[Entries on locating named things]
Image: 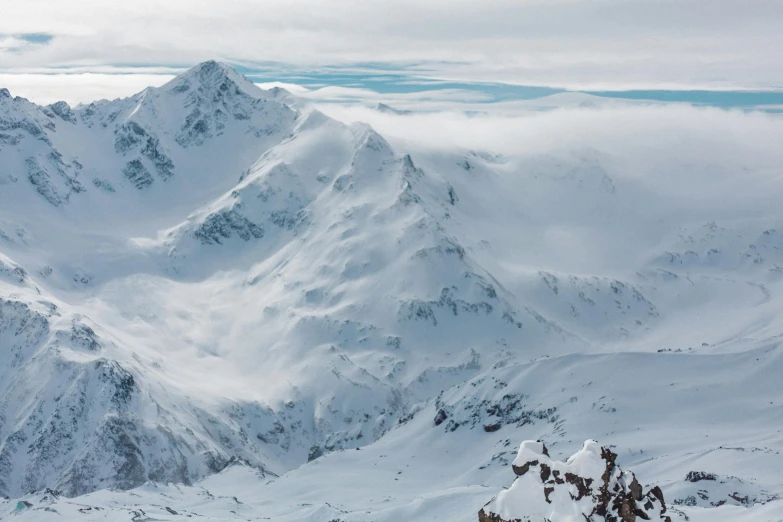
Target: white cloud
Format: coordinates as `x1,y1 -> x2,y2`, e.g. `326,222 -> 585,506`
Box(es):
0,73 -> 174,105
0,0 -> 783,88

> _DESCRIPTION OF THE TASK_: Rewrite the listing above with "white cloud" replaced by "gray cloud" and everything else unchanged. Omit the pictures.

> _EXERCISE SOLUTION_:
Image: 
Target: gray cloud
Format: coordinates as `x1,y1 -> x2,y2`, e.g. `326,222 -> 585,506`
Box(es):
0,73 -> 174,105
0,0 -> 783,88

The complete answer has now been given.